**AIM OF THE EXERCISE:** Each entry has to be given again in its exact wording, and no picture may appear in the result.

==============================

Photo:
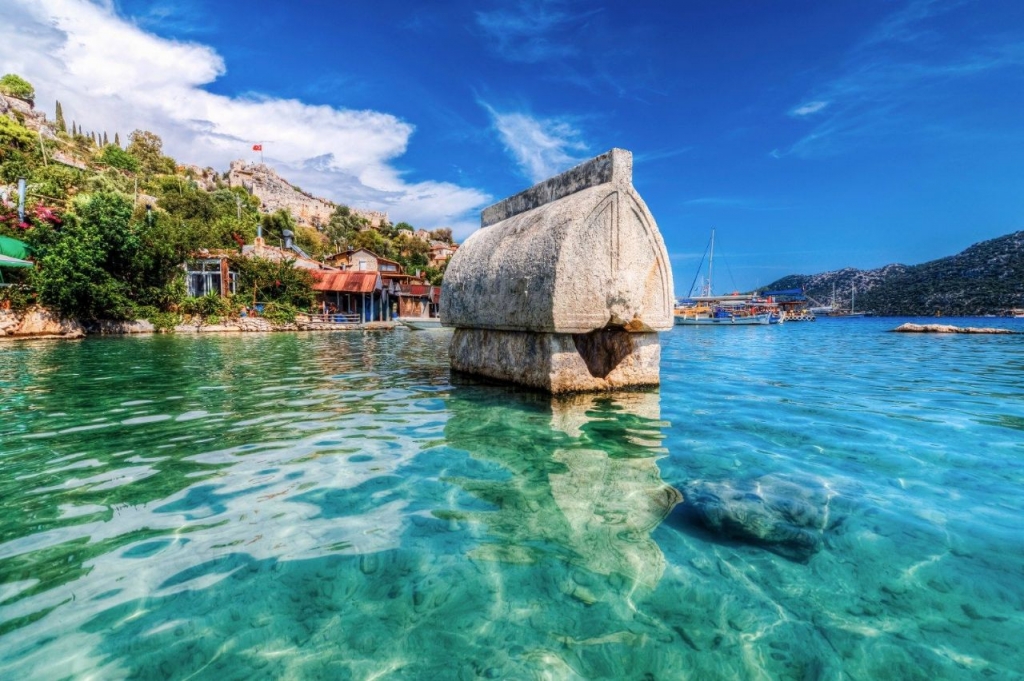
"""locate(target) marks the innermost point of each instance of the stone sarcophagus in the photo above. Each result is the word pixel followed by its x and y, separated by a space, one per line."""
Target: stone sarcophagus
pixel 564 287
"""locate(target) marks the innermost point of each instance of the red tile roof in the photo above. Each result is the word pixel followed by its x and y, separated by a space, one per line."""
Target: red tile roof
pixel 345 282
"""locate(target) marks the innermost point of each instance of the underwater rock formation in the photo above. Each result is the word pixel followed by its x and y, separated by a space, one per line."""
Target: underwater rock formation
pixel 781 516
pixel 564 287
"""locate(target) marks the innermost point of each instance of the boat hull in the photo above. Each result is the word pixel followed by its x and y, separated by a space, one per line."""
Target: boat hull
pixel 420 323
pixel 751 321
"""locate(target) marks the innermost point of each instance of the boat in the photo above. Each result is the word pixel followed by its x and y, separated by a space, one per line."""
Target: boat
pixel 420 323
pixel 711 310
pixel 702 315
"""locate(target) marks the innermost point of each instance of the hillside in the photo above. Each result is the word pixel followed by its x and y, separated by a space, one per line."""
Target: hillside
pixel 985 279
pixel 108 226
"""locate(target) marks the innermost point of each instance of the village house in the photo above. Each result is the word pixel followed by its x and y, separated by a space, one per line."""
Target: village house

==============================

**OUTPUT OF THE TASK:**
Photo:
"""locate(target) marks the innermost point of each instance of the stone sarcophagus in the photo above. Each result is the word pixel followed by its x and y, separated by a space, one per line."""
Target: stone sarcophagus
pixel 564 287
"""locate(target) marks the innermost point of each instance of the red tile roof in the photo above. Each result is the word pixel followed by its x and y, separated by a space, one per line."""
Target: red tile roof
pixel 345 282
"""locate(target) marks the innermost point of each instance of the underwater rock formation in the photo above. Each result is the word pixel followed by its x and y, separated by a space, one per line."""
Target: underwater rock formation
pixel 781 516
pixel 564 287
"""locate(target) marks the innermost point of each instance of the boat hull in the photo above. Each result is the word pixel followed by its x and y, separated by a space, one per line."""
Target: boat hull
pixel 420 323
pixel 751 321
"""locate(target) marks the innermost point of each instance of the boat in the photo above. Each result is the word pixel followed by its x and y, separated by a space, one per line."""
Target: boat
pixel 420 323
pixel 711 310
pixel 702 315
"""locate(target) marks the innermost point of each instance of the hillside in the photo above. Each result is the word pixel followed by its x and y, separated by a space, one per line."""
Target: hillside
pixel 985 279
pixel 108 226
"""locate(target) marks the innermost point of each instance of the village house in the photo above. Each result is the word pixel followed by its x and y, separated by a space, one per line."""
Target: village house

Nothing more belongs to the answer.